- [MATERIAL PROVIDED]:
━━━━━━

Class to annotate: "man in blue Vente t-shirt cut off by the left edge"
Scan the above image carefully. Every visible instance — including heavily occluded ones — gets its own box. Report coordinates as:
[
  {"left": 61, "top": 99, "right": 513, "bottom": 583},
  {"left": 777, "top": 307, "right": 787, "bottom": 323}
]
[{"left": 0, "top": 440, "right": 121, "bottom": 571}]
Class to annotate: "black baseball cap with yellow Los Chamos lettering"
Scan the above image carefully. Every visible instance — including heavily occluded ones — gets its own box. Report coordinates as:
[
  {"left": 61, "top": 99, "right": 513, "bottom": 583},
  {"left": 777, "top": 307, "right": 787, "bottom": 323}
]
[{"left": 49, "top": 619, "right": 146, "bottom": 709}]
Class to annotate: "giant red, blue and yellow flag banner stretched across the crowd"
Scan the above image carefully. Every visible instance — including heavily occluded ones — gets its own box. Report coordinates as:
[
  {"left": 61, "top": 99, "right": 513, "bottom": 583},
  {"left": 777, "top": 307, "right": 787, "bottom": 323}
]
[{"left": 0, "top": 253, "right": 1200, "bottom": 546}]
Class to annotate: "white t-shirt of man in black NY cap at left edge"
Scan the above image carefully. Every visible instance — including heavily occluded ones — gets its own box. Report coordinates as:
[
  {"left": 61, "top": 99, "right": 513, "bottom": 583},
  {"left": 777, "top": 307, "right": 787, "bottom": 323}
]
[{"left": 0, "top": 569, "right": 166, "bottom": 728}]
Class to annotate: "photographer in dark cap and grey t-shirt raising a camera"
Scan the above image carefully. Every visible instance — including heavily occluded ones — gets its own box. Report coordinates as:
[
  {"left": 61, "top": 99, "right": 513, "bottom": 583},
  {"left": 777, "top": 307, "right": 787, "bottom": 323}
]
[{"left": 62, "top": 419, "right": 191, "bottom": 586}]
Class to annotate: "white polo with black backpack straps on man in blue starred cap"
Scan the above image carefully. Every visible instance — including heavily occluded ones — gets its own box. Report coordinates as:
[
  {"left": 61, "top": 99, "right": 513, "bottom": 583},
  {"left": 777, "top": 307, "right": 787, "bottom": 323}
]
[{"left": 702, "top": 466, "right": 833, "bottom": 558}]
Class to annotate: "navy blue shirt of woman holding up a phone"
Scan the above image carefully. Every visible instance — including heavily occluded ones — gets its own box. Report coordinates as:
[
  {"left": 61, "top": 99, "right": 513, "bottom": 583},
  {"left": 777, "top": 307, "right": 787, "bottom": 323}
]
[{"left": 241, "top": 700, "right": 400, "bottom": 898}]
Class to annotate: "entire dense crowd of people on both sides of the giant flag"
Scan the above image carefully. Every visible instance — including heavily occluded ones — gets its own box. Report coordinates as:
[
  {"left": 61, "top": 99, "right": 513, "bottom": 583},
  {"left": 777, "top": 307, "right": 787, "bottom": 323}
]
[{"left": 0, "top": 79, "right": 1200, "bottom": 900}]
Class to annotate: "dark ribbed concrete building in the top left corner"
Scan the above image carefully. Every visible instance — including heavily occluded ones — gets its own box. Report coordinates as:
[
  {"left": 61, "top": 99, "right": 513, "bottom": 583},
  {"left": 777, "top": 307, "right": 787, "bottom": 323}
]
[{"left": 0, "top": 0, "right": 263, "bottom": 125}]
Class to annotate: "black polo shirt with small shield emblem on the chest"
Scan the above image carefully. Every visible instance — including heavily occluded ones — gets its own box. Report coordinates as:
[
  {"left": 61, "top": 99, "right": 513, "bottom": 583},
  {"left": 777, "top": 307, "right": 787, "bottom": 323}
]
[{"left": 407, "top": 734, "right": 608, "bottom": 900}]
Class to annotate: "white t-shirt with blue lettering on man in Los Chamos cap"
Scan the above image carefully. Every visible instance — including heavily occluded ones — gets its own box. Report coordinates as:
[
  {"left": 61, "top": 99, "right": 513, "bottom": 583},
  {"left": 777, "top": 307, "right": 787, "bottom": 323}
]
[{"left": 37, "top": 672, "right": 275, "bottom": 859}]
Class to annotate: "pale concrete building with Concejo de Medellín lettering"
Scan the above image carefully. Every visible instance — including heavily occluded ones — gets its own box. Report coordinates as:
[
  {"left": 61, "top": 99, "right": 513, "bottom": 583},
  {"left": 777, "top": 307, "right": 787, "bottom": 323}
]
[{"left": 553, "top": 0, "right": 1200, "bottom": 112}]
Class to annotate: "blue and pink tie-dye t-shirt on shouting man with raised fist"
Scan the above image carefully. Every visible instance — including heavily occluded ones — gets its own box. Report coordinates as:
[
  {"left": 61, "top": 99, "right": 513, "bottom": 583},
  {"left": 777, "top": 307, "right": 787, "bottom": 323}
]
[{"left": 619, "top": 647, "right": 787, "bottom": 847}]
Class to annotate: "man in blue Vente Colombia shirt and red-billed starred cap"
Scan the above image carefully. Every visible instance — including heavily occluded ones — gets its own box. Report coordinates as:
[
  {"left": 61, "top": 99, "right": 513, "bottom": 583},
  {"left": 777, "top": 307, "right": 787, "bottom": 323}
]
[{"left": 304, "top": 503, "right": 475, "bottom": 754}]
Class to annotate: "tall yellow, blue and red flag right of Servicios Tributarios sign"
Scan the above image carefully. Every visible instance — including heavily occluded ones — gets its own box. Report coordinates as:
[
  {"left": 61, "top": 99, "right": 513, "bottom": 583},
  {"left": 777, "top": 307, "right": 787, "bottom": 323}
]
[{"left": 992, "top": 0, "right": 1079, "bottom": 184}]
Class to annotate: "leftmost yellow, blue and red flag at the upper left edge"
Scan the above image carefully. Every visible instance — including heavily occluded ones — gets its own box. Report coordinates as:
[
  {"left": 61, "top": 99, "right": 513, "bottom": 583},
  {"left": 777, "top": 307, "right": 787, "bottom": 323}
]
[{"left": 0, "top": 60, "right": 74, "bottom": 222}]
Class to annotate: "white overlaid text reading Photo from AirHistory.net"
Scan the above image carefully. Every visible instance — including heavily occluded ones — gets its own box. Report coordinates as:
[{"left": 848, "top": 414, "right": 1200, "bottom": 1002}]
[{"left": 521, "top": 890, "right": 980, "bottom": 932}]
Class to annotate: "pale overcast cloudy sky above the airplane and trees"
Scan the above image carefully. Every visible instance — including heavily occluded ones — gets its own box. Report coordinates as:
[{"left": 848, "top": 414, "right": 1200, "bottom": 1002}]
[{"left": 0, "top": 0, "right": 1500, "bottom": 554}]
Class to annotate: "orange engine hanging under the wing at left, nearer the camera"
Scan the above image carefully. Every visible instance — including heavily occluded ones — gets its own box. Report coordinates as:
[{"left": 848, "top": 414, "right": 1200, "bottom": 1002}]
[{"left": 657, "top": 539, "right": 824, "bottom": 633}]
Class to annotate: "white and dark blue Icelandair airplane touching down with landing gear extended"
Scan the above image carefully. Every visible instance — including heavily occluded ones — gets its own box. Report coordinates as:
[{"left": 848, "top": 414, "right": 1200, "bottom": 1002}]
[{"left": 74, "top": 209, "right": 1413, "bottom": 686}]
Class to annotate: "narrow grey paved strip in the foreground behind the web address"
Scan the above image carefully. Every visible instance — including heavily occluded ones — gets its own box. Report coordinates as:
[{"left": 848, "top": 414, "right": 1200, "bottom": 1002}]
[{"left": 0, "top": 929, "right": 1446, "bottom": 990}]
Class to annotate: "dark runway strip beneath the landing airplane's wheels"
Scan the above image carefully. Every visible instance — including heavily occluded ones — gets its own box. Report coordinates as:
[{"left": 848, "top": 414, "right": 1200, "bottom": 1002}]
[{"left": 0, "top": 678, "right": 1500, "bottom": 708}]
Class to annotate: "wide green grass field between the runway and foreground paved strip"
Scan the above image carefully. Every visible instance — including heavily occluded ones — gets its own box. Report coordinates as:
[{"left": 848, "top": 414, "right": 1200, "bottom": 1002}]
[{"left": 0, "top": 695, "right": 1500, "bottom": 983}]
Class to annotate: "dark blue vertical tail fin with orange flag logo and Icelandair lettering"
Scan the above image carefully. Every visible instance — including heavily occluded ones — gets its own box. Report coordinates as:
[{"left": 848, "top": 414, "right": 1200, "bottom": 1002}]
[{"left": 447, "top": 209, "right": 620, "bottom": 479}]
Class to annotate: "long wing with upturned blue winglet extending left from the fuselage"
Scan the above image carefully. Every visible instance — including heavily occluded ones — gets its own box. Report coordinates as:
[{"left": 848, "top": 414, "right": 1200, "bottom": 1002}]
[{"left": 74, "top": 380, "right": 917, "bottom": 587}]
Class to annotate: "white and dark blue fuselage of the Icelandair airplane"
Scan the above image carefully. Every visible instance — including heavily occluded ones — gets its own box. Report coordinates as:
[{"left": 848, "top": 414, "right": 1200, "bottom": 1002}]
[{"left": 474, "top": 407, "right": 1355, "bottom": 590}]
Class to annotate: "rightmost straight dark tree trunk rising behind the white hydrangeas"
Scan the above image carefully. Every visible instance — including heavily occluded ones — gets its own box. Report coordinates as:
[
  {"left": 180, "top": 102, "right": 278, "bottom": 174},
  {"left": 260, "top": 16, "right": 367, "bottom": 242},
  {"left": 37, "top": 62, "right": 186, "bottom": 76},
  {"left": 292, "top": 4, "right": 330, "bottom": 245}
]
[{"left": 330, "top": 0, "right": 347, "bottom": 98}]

━━━━━━

- [PROBLEM STATEMENT]: How many lines of these entries contain "black"? Answer with the number and nothing else.

- [RESULT]: 4